SET EXERCISE: Format every line of the data below as a Markdown table with the columns Row and Line, numbering the rows and omitting blank lines. Leave the pictures out.

[Excerpts from segmentation records]
** BEGIN **

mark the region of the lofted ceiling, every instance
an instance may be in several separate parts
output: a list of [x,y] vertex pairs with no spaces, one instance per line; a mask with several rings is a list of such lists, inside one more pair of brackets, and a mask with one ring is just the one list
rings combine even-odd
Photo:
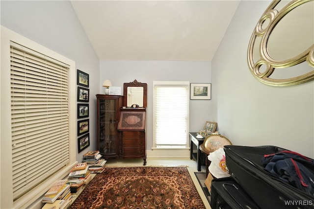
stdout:
[[239,0],[72,0],[100,59],[211,61]]

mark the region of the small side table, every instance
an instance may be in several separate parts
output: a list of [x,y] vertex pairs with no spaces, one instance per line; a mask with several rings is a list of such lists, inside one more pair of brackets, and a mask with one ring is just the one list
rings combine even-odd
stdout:
[[[200,150],[200,145],[202,144],[205,139],[205,138],[199,139],[196,138],[197,133],[190,132],[190,159],[194,159],[197,163],[197,171],[201,171],[201,167],[205,165],[205,153]],[[193,152],[195,150],[196,152]]]

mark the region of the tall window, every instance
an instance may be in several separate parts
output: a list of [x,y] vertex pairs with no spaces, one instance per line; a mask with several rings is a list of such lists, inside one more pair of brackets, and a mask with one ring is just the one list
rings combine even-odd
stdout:
[[0,208],[38,208],[77,163],[75,63],[1,29]]
[[69,66],[11,46],[13,198],[69,163]]
[[189,82],[154,81],[155,148],[188,147]]

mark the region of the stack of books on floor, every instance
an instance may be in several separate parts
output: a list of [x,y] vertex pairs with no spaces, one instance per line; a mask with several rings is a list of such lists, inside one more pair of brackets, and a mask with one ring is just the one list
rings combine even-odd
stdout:
[[72,196],[67,182],[67,179],[63,179],[57,181],[52,185],[43,198],[42,202],[46,203],[42,208],[43,209],[63,209],[71,204]]
[[83,155],[82,163],[86,163],[92,173],[102,173],[107,161],[102,158],[99,151],[91,151]]
[[72,196],[75,197],[83,190],[84,185],[92,180],[89,166],[86,163],[77,164],[69,174],[68,184]]

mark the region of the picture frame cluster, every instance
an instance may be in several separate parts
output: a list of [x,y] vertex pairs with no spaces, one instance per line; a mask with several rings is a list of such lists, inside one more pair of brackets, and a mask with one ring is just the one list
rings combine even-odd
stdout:
[[90,145],[89,139],[89,75],[77,70],[78,85],[78,153]]

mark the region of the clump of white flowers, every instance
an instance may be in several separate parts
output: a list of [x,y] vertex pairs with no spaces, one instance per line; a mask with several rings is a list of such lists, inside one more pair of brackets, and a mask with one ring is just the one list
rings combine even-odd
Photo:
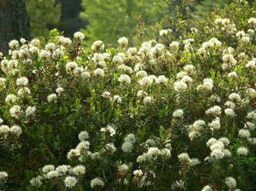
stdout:
[[133,148],[133,144],[136,142],[136,137],[133,134],[129,134],[125,137],[125,142],[122,145],[122,151],[131,153]]
[[81,32],[76,32],[73,34],[73,37],[79,41],[82,41],[84,38],[84,35]]
[[102,187],[103,188],[105,185],[104,182],[102,181],[100,178],[96,177],[94,178],[90,181],[90,187],[92,188],[96,188],[96,187]]
[[182,109],[177,109],[177,110],[176,110],[174,113],[173,113],[173,114],[172,114],[172,116],[174,117],[174,118],[183,118],[183,110],[182,110]]
[[118,43],[121,47],[126,47],[128,46],[128,39],[125,37],[122,37],[118,40]]
[[234,177],[226,177],[225,179],[225,184],[227,187],[230,189],[235,188],[236,187],[236,181]]

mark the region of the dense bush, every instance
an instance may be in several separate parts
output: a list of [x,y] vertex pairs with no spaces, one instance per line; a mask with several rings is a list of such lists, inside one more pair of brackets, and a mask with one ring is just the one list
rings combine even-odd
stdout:
[[255,188],[255,4],[239,2],[137,48],[10,42],[3,189]]

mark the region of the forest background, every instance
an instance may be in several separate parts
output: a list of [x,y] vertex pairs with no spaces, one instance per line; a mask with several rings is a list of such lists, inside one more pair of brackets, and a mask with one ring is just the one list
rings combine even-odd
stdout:
[[[249,0],[248,3],[252,3]],[[146,38],[154,38],[152,31],[157,26],[169,28],[170,18],[195,20],[216,9],[230,3],[230,0],[26,0],[32,37],[47,37],[49,31],[57,28],[66,37],[72,38],[77,31],[85,34],[84,47],[96,40],[105,44],[117,45],[117,39],[127,37],[130,45],[136,45],[138,24],[143,23],[148,33]],[[175,15],[177,9],[183,8],[183,15]],[[158,25],[158,24],[160,25]],[[151,32],[151,34],[149,34]]]

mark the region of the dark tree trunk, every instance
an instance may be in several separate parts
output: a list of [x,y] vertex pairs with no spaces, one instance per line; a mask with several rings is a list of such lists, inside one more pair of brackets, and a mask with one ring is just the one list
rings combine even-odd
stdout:
[[25,0],[0,0],[0,51],[7,55],[9,41],[21,38],[32,38]]

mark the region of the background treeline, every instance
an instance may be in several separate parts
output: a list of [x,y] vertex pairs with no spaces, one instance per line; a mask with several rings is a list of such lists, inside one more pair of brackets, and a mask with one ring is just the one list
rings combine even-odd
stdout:
[[[160,23],[170,28],[174,20],[200,20],[207,12],[230,3],[230,0],[26,0],[33,37],[49,34],[57,28],[65,36],[73,37],[77,31],[85,34],[84,47],[102,39],[116,45],[116,39],[125,36],[130,45],[138,38],[155,38],[151,32]],[[253,2],[253,0],[248,3]],[[181,10],[182,9],[182,10]],[[177,15],[177,10],[183,13]],[[188,14],[189,13],[189,16]],[[162,21],[165,20],[166,23]],[[162,22],[162,23],[161,23]],[[146,28],[147,30],[143,30]],[[140,31],[138,31],[140,29]],[[172,28],[173,31],[173,28]],[[150,34],[151,33],[151,34]],[[174,28],[175,33],[175,28]],[[140,39],[141,40],[141,39]]]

** END **

REPLY:
| Row | Line |
|---|---|
| 1 | mark the region of the lofted ceiling, every instance |
| 2 | an instance may be in several separate parts |
| 3 | output: a list of [x,y] vertex pairs with no spaces, one instance per line; a mask with several rings is a list of such lists, inside one more pair of brackets, and a mask with one ring is just the one list |
| 4 | rings combine even-odd |
| 5 | Photo: |
| 6 | stdout: |
| 7 | [[239,0],[72,0],[100,59],[211,61]] |
| 8 | mark the region of the small side table, every instance |
| 9 | an instance may be in several separate parts |
| 10 | output: a list of [x,y] vertex pairs with no spaces, one instance per line; a mask with several rings is a list of such lists, inside one more pair of brackets, and a mask with one ring is just the one list |
| 11 | rings combine even-odd |
| 12 | stdout: |
| 13 | [[[200,150],[200,145],[202,144],[205,139],[205,138],[199,139],[196,138],[197,133],[190,132],[190,159],[194,159],[197,163],[197,171],[201,171],[201,167],[205,165],[205,153]],[[193,152],[195,150],[196,152]]] |
| 14 | mark the region of the tall window, every instance |
| 15 | an instance may be in several separate parts |
| 16 | output: a list of [x,y] vertex pairs with no spaces, one instance per line; a mask with several rings is a list of such lists, inside one more pair of brackets, and a mask with one ring is just the one list |
| 17 | rings combine even-odd |
| 18 | stdout: |
| 19 | [[0,208],[38,208],[77,163],[75,63],[1,29]] |
| 20 | [[69,66],[11,46],[13,198],[69,163]] |
| 21 | [[189,82],[154,81],[155,148],[188,147]] |
| 22 | mark the region of the stack of books on floor, every instance |
| 23 | an instance may be in several separate parts |
| 24 | output: a list of [x,y] vertex pairs with no spaces, one instance per line; a mask with several rings is a list of such lists, inside one more pair of brackets, and a mask with one ring is just the one list |
| 25 | rings combine even-odd |
| 26 | stdout: |
| 27 | [[72,196],[67,182],[67,179],[63,179],[57,181],[52,185],[43,198],[42,202],[46,203],[42,208],[43,209],[63,209],[71,204]] |
| 28 | [[83,155],[82,163],[86,163],[92,173],[102,173],[107,161],[102,158],[99,151],[91,151]] |
| 29 | [[72,196],[75,197],[83,190],[84,185],[92,180],[89,166],[86,163],[77,164],[69,174],[68,184]] |
| 30 | mark the region of the picture frame cluster, every instance |
| 31 | an instance may be in several separate parts |
| 32 | output: a list of [x,y] vertex pairs with no spaces, one instance per line; a mask with several rings is a list of such lists, inside one more pair of brackets, and a mask with one ring is just the one list |
| 33 | rings combine even-odd |
| 34 | stdout: |
| 35 | [[90,145],[89,139],[89,75],[77,70],[78,85],[78,153]] |
| 36 | mark the region of the clump of white flowers, every instance |
| 37 | an instance may be in several separate parts |
| 38 | output: a list of [x,y] vertex pairs with no spaces, one instance per line; a mask with several rings is a list of such lists, inside one more pair of brackets, and a mask with one ring is just the one list |
| 39 | rings combine even-odd |
| 40 | Photo: |
| 41 | stdout: |
| 42 | [[133,148],[133,144],[136,142],[136,137],[133,134],[129,134],[125,137],[125,142],[122,145],[122,151],[131,153]] |
| 43 | [[81,32],[76,32],[73,34],[73,37],[79,41],[82,41],[84,38],[84,35]] |
| 44 | [[102,187],[103,188],[105,185],[104,182],[102,181],[100,178],[96,177],[94,178],[90,181],[90,187],[92,188],[96,188],[96,187]] |
| 45 | [[182,109],[177,109],[177,110],[176,110],[174,113],[173,113],[173,114],[172,114],[172,116],[174,117],[174,118],[183,118],[183,110],[182,110]] |
| 46 | [[118,43],[121,47],[126,47],[128,46],[128,39],[125,37],[122,37],[118,40]] |
| 47 | [[234,177],[226,177],[225,179],[225,184],[227,187],[230,189],[235,188],[236,187],[236,181]] |
| 48 | mark the region of the dense bush, every instance |
| 49 | an instance may be in several separate parts |
| 50 | output: a list of [x,y] vertex pairs with no spaces, one instance per line; a mask with several rings is a list of such lists, inside one more pair of brackets, and a mask with one ring is just the one list |
| 51 | rings combine even-odd |
| 52 | stdout: |
| 53 | [[255,188],[255,4],[239,2],[137,48],[10,42],[3,189]] |
| 54 | mark the region of the forest background, every instance |
| 55 | an instance may be in several separate parts |
| 56 | output: a list of [x,y] vertex pairs with no spaces, one instance per line; a mask with several rings is a list of such lists, inside one more pair of brackets, and a mask with one ring is just the one list |
| 57 | rings combine even-odd |
| 58 | stdout: |
| 59 | [[[249,0],[248,3],[252,3]],[[146,38],[154,38],[152,31],[157,26],[169,28],[170,18],[195,20],[216,9],[230,3],[230,0],[26,0],[32,37],[47,37],[49,31],[57,28],[66,37],[72,38],[77,31],[85,34],[84,47],[96,40],[105,44],[117,45],[117,39],[127,37],[130,45],[136,45],[138,24],[143,23],[148,33]],[[175,15],[177,9],[183,8],[183,15]],[[158,25],[158,24],[160,25]],[[151,32],[151,34],[149,34]]] |
| 60 | mark the region of the dark tree trunk, every instance |
| 61 | an instance may be in several separate parts |
| 62 | output: a list of [x,y] vertex pairs with no spaces, one instance per line; a mask with several rings is a list of such lists, inside one more pair of brackets, and a mask with one ring is just the one list |
| 63 | rings combine even-odd |
| 64 | stdout: |
| 65 | [[25,0],[0,0],[0,51],[7,55],[9,41],[21,38],[32,38]] |
| 66 | mark the region of the background treeline, every instance |
| 67 | an instance may be in several separate parts |
| 68 | output: a list of [x,y] vertex pairs with no spaces, one instance per line; a mask with several rings is a list of such lists, inside one more pair of brackets, and a mask with one ring is just the one list |
| 69 | rings combine even-odd |
| 70 | stdout: |
| 71 | [[[160,23],[170,28],[174,20],[200,20],[207,12],[230,3],[230,0],[26,0],[33,37],[49,34],[57,28],[65,36],[73,37],[77,31],[85,34],[84,47],[102,39],[116,45],[116,39],[125,36],[130,45],[138,38],[155,38],[151,32]],[[253,2],[253,0],[248,3]],[[181,10],[182,9],[182,10]],[[177,15],[177,10],[183,13]],[[188,14],[189,13],[189,16]],[[162,21],[165,20],[166,23]],[[162,22],[162,23],[161,23]],[[146,28],[147,30],[143,30]],[[140,31],[138,31],[140,29]],[[172,28],[173,31],[173,28]],[[150,34],[151,33],[151,34]],[[174,28],[175,33],[175,28]],[[140,39],[141,40],[141,39]]] |